- Origin: Brisbane, Queensland, Australia
- Genres: R&B
- Years active: 2005–2007, 2009
- Label: Sony/BMG
- Past members: Xylocaine "Xy" Latu; Donald Tauvao; Tasesa Junior "TJ" Tauvao; Wayne Tauvao; Andy-Iese "Jesse" Tolo-Paepae;

= Random (group) =

Australian musical group

Random were a five-member Australian R&B vocal group formed in 2005 by Xylocaine "Xy" Latu, Wayne Tauvao, Tasesa Junior "TJ" Tauvao, Donald Tauvao and Andy-Iese "Jesse" Tolo-Paepae. Random were the winners of the first season of The X Factor (Australia); they were also the first (of five worldwide) group to win the franchise. In October that year, they issued their debut self-titled album, which peaked in the ARIA Albums Chart top 100. Their first single, "Put Your Hands Up", peaked at No. 7 on the related ARIA Singles Chart. A follow-up single, "Are You Ready", reached No. 36. The group disbanded in 2007 but briefly reunited in October 2009 for a one-off performance.

----

_PROBLEMS AND TASKS_:
A - Can you reproduce the Random article word for word?
B - Which rows contain the string "perimeter"? Pick out each one in full, treating case as significant.
These rows have no connection to the Random article.

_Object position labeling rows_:
----

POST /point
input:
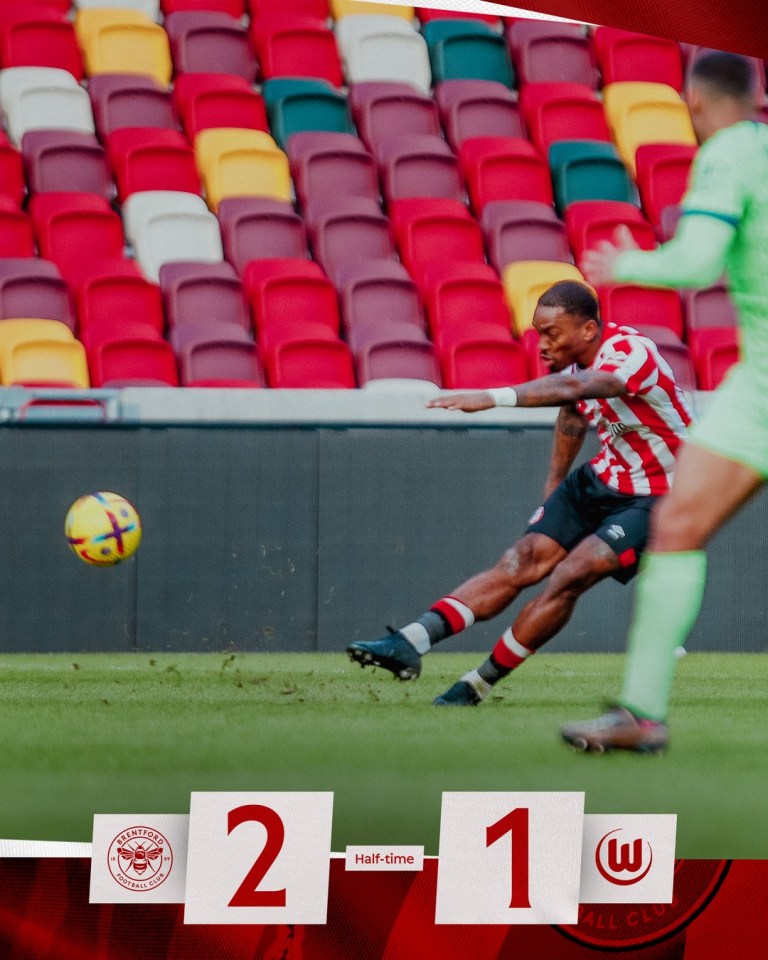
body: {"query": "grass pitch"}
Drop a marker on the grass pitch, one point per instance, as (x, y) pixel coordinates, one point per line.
(97, 733)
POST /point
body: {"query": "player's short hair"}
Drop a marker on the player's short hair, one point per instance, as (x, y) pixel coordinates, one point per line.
(727, 74)
(575, 298)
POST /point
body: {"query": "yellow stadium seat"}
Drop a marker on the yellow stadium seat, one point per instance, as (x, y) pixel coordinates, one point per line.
(641, 113)
(46, 362)
(123, 41)
(241, 163)
(525, 281)
(345, 8)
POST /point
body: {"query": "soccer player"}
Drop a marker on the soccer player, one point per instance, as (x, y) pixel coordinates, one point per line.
(594, 521)
(724, 226)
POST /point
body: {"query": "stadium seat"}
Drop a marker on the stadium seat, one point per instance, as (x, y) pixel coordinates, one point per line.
(330, 165)
(382, 110)
(383, 48)
(465, 302)
(525, 281)
(295, 105)
(646, 306)
(708, 308)
(625, 56)
(714, 350)
(12, 183)
(129, 100)
(310, 364)
(296, 47)
(435, 229)
(66, 160)
(397, 359)
(562, 111)
(73, 227)
(550, 52)
(32, 287)
(151, 158)
(483, 364)
(210, 42)
(123, 41)
(197, 292)
(167, 237)
(478, 108)
(523, 230)
(504, 168)
(241, 163)
(419, 166)
(133, 362)
(641, 113)
(34, 35)
(205, 100)
(220, 363)
(141, 206)
(467, 50)
(348, 230)
(662, 176)
(590, 221)
(254, 228)
(588, 170)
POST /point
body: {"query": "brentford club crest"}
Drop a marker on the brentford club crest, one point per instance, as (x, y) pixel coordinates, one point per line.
(140, 858)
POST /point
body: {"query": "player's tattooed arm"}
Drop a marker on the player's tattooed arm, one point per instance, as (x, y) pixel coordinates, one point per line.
(570, 430)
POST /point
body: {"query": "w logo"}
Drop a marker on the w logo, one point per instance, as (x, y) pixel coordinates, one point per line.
(614, 859)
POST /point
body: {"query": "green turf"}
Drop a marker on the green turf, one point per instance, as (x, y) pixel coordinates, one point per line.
(137, 733)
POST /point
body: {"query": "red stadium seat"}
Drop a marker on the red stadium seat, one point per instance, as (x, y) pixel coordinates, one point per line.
(296, 47)
(311, 364)
(329, 165)
(550, 52)
(630, 305)
(715, 350)
(662, 176)
(562, 111)
(478, 108)
(622, 55)
(149, 158)
(419, 166)
(205, 100)
(210, 42)
(255, 228)
(590, 221)
(348, 230)
(129, 100)
(428, 230)
(504, 168)
(523, 230)
(64, 161)
(383, 110)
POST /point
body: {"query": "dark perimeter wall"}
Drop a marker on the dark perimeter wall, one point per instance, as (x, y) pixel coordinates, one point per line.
(259, 539)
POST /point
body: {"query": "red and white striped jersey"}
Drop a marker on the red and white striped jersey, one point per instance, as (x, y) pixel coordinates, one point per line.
(641, 432)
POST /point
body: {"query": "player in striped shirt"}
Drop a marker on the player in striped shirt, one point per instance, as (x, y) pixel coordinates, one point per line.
(593, 523)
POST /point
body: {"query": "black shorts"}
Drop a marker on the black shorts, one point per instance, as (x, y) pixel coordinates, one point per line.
(583, 505)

----

_COMPLETED EXERCISE_:
A -
- Origin: Brisbane, Queensland, Australia
- Genres: R&B
- Years active: 2005–2007, 2009
- Label: Sony/BMG
- Past members: Xylocaine "Xy" Latu; Donald Tauvao; Tasesa Junior "TJ" Tauvao; Wayne Tauvao; Andy-Iese "Jesse" Tolo-Paepae;

= Random (group) =

Australian musical group

Random were a five-member Australian R&B vocal group formed in 2005 by Xylocaine "Xy" Latu, Wayne Tauvao, Tasesa Junior "TJ" Tauvao, Donald Tauvao and Andy-Iese "Jesse" Tolo-Paepae. Random were the winners of the first season of The X Factor (Australia); they were also the first (of five worldwide) group to win the franchise. In October that year, they issued their debut self-titled album, which peaked in the ARIA Albums Chart top 100. Their first single, "Put Your Hands Up", peaked at No. 7 on the related ARIA Singles Chart. A follow-up single, "Are You Ready", reached No. 36. The group disbanded in 2007 but briefly reunited in October 2009 for a one-off performance.

B -
body: {"query": "dark perimeter wall"}
Drop a marker on the dark perimeter wall, one point per instance, as (x, y) pixel coordinates, one point per line.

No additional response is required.